-- Begin SUPPLIED RECORDS --

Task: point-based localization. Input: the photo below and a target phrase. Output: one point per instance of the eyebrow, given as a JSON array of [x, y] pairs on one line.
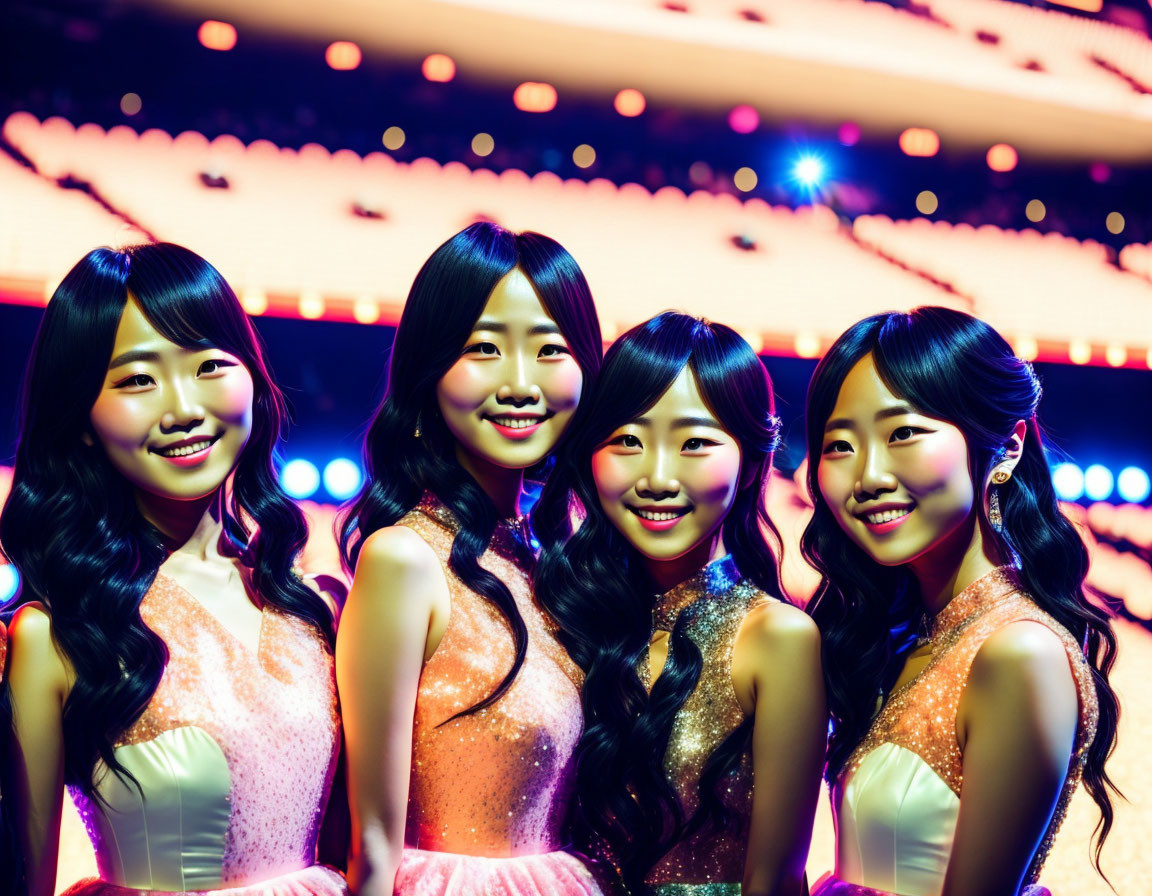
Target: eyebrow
[[682, 422], [495, 326], [895, 410]]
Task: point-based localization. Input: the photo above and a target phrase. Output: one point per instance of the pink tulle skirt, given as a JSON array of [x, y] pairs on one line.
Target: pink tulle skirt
[[318, 880], [427, 873], [830, 885]]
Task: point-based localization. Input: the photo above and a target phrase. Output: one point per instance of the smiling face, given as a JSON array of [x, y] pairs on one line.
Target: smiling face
[[896, 480], [668, 478], [516, 385], [171, 419]]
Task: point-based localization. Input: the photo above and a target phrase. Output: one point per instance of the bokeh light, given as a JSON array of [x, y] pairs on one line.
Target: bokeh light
[[300, 478], [394, 137], [1098, 481], [438, 67], [342, 478], [342, 55], [1068, 481], [1134, 485], [629, 103], [217, 35], [921, 142]]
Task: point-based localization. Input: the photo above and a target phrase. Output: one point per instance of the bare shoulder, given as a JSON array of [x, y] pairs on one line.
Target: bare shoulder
[[33, 650]]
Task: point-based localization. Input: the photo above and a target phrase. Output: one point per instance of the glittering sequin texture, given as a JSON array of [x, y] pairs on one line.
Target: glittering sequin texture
[[921, 715], [273, 716], [497, 782], [710, 860]]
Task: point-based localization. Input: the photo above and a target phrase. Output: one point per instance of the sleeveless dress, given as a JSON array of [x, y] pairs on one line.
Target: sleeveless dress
[[234, 757], [896, 803], [490, 791], [710, 862]]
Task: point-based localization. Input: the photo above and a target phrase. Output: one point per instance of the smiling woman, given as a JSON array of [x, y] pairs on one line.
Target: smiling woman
[[163, 657], [460, 706], [967, 670]]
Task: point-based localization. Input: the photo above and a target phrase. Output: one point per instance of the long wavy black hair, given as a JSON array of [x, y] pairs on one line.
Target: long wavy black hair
[[445, 302], [595, 583], [72, 525], [952, 366]]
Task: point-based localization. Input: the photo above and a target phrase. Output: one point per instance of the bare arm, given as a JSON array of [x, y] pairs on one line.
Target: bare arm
[[1017, 723], [394, 616], [777, 673], [38, 683]]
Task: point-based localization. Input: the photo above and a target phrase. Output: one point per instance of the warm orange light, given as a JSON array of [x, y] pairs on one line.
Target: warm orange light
[[217, 35], [630, 103], [439, 67], [535, 96], [342, 55], [1001, 158], [922, 142]]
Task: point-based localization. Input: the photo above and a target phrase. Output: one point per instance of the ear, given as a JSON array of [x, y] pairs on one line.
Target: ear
[[1013, 450]]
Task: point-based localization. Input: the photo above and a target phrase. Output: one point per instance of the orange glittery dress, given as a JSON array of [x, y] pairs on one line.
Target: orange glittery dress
[[234, 757], [490, 790], [897, 800]]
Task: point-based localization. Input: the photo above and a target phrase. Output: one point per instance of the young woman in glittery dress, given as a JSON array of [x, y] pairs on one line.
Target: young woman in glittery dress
[[461, 710], [967, 672], [166, 662], [704, 703]]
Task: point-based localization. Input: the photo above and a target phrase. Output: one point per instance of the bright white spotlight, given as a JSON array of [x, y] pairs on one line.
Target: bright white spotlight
[[1098, 481], [341, 478], [1068, 480], [9, 582], [1134, 485], [300, 478], [809, 171]]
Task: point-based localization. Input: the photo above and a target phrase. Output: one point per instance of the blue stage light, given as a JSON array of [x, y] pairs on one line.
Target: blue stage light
[[300, 478], [9, 583], [342, 478], [1098, 481], [1068, 480], [1134, 485], [809, 171]]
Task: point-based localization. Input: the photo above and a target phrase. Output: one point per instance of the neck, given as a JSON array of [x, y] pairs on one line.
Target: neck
[[501, 485], [186, 525], [667, 574], [964, 556]]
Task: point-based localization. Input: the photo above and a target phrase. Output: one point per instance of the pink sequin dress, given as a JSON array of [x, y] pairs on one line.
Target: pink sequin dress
[[490, 790], [234, 757], [896, 803]]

-- End SUPPLIED RECORDS --

Return every item above verbatim and in the original order, leaving out the pictures.

Task: point-based localization. Input: the photo below and a target phrase. Output: one point per instance of the eyebrow, given as a JSON array of [x, y] pairs on one line.
Target: eyebrow
[[682, 422], [495, 326], [895, 410]]
Task: point-based localization. Input: the photo above and a target phrase. Output: one point per instance of the pink tulle skirt, given as a JSON array of [x, y] pairs on one line.
Target: pink tulle skirt
[[318, 880], [427, 873], [830, 885]]
Task: point-based localization. Input: the photo above and a target phrase. Output: one point per instance of the smiling face, given as a JSON array of [x, y] pairs on one line.
Target: smiling face
[[896, 480], [668, 478], [516, 385], [171, 419]]
Task: point-based localization. Input: the photo above and a target phrase. Output: one point per instance of the bokeh light, given as a JSON array of [x, y] pairs on one line.
Target: bokeh light
[[300, 478], [394, 137], [1098, 481], [438, 67], [342, 478], [342, 55], [1068, 481], [1134, 485], [629, 103], [217, 35], [921, 142]]
Task: point-based localization. Input: the photo above and a target phrase. Output: one point per instance of the bare shoulder, given as a JSON array of [x, y] pairs on one line.
Target: bare shoulder
[[33, 650]]
Task: point-based localization. Input: the photo above and a target phrase. Output: one point per instance of the glittering sequin texture, given as a JSON array of [x, y] pairs on one line.
Target: glittering sequin texture
[[921, 715], [273, 716], [497, 782], [710, 860]]
Task: point-based localization. Input: the photo above and a target phrase. Output: one point per instance of the sleeveless dress, given as a JSON array of [x, y] pairs on one line.
Target: sleeveless dress
[[234, 757], [896, 803], [490, 791], [710, 862]]
Task: point-based localization. Input: the photo above and a target phrase. Output: one point per instance of the smiling woman, given as a JSON array of [x, y] pairs on one line.
Target: smiling woman
[[163, 657], [460, 706], [967, 670]]
Task: point-based localization. Input: the photo above and a target phrase. Output: one point per instance of the long wavy black hair, given as a JSON array of [x, y] pairs on one line.
Target: long wavy black hair
[[445, 302], [595, 583], [72, 525], [952, 366]]
Task: point-based localization. Input: the photo above and a target phrase. Output: one point per instance of the bare arm, given as a JSON array of [x, y] pairs on one line.
Target: bare arm
[[1017, 723], [394, 616], [777, 673], [38, 683]]
Task: point-based localization. Input: the photo above and a target phrase. Output: one point per instance of the warm orange light, given as a JSON array of [x, y] pairs on one line.
Target: warm orange light
[[217, 35], [630, 103], [439, 67], [535, 96], [342, 55], [1001, 158], [922, 142]]
Task: point-based localization. Input: the photo above and a target phrase. Output: one point per instance of the ear, given as a JSON array of [x, y] pairs on one line.
Target: ear
[[1013, 450]]
Task: point-based localization. Input: the photo above and a target phrase. Output: one point per instance of the orange glittery dress, given as a JSON array of [x, y] pairs on one line.
Target: orange glittery dress
[[234, 757], [490, 790], [897, 800]]
Task: point-based localization. Input: the photo above and a target phrase. Output: one point per instance of the young woman in glittery dress, given as a JSON array of [x, y] pairs on one line.
Target: young woman in glittery dress
[[461, 710], [967, 672], [166, 662], [704, 703]]
Task: point-based localization. Input: the photo above and a target phrase. Output: one point per instance of the bright white spotlight, given as a JSON array of [x, y] pairs on one line.
Target: bright white spotlight
[[1098, 481], [341, 478], [1068, 480], [9, 582], [1134, 485], [300, 478], [809, 171]]
Task: point-based localization. Input: the photo above and a target phrase. Output: one point per instance of the blue stage light, given as a JSON array of [x, y] pairs on one line.
Target: blue stage light
[[300, 478], [9, 583], [342, 478], [1098, 481], [1068, 480], [1134, 485], [809, 171]]
Task: point-based localization. Input: the photo above and a target phrase. Output: one point per instance of the neck, given as a JSON array of [x, y] pairs on one line.
Target: neck
[[501, 485], [186, 525], [667, 574], [964, 556]]
Task: point-based localization. Input: the photo above and a target phrase. Output: one point per instance of the pink sequin dress, given as a JSON array of [x, y] pairs on one line.
Target: pink sequin dress
[[490, 790], [234, 757], [896, 803]]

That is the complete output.